* **TASK GOAL**
Collect every line from the items below that contains the word "black", and copy each one.

* **INPUT MATERIAL**

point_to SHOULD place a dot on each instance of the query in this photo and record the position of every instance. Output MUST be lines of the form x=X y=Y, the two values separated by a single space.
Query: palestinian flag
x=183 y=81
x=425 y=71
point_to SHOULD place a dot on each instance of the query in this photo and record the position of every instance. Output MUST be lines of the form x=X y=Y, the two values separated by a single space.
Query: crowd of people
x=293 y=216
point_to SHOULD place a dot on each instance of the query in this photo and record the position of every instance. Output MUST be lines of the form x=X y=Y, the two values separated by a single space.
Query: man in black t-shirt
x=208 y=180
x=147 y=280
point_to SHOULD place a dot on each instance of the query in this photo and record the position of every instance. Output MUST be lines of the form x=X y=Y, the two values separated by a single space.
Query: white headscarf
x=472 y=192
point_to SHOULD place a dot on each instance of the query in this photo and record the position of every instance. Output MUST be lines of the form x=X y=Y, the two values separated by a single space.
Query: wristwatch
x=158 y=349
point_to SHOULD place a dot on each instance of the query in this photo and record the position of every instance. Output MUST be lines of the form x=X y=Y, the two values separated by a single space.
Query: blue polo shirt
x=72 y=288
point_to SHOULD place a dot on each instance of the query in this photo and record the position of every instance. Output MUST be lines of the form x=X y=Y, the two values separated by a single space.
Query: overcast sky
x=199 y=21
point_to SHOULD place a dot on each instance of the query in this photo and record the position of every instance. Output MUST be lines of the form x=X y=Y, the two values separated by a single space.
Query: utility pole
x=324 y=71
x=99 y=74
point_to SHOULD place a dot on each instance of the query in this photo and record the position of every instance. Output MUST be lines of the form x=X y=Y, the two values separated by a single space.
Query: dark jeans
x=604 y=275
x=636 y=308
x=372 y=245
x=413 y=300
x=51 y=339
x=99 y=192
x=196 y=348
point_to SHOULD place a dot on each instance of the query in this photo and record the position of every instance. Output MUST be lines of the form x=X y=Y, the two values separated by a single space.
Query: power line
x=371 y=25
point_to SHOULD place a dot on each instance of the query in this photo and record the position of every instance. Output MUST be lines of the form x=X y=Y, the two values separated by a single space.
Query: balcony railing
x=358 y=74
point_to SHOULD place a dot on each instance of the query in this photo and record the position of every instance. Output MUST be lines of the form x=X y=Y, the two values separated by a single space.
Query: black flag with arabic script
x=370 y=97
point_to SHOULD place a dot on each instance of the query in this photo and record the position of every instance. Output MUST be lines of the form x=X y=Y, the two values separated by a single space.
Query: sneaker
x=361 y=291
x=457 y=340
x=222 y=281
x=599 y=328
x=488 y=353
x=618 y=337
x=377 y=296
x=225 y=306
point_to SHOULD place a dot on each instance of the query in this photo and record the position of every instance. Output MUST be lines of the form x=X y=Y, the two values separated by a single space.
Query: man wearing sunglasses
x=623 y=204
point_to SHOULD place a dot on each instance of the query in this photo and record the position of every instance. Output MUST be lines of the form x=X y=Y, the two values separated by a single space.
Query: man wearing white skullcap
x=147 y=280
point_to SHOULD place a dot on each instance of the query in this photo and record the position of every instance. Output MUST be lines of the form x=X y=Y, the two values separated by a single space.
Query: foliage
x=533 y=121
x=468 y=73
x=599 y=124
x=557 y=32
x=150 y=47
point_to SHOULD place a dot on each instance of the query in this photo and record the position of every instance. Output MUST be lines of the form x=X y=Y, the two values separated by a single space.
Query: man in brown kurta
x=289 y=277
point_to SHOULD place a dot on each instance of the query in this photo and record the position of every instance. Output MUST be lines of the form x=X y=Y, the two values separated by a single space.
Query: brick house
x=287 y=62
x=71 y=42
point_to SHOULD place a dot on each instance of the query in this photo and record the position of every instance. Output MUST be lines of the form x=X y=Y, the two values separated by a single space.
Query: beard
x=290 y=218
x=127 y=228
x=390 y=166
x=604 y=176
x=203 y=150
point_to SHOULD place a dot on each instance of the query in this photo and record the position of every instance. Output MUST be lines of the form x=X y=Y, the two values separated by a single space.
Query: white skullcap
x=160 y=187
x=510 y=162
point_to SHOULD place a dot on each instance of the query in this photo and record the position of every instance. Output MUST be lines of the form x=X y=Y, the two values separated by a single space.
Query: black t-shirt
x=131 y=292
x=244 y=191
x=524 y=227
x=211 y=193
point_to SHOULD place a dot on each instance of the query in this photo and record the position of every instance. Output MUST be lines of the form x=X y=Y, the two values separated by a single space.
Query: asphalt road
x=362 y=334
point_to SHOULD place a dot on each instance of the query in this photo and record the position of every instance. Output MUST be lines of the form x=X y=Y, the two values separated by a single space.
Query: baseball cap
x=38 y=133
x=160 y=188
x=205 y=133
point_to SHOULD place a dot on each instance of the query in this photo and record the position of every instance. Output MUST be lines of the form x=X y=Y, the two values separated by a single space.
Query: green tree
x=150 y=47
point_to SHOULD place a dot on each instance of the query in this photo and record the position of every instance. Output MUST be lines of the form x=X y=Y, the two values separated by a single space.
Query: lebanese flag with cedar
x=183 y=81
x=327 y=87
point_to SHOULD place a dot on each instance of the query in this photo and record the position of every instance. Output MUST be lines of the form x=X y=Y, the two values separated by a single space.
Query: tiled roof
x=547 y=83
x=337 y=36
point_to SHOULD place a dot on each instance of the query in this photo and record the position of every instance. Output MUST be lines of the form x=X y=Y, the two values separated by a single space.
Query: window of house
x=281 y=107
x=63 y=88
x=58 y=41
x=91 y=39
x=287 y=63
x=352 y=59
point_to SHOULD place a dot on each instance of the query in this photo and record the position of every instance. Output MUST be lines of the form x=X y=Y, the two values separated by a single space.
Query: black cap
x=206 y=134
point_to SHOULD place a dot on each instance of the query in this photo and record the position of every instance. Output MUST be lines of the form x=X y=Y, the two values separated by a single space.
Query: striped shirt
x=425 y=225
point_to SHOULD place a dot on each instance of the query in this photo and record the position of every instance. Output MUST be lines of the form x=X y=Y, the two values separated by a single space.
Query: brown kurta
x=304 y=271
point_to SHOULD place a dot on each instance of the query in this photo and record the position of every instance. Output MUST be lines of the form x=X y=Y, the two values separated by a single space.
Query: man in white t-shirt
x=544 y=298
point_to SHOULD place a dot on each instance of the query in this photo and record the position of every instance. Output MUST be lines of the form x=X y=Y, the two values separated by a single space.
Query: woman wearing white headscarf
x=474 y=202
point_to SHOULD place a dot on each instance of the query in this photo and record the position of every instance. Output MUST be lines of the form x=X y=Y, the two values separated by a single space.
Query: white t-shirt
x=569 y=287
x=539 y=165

* **THE OUTPUT**
Query: man in black t-shirt
Query: black flag with arabic script
Query: black t-shirt
Query: black cap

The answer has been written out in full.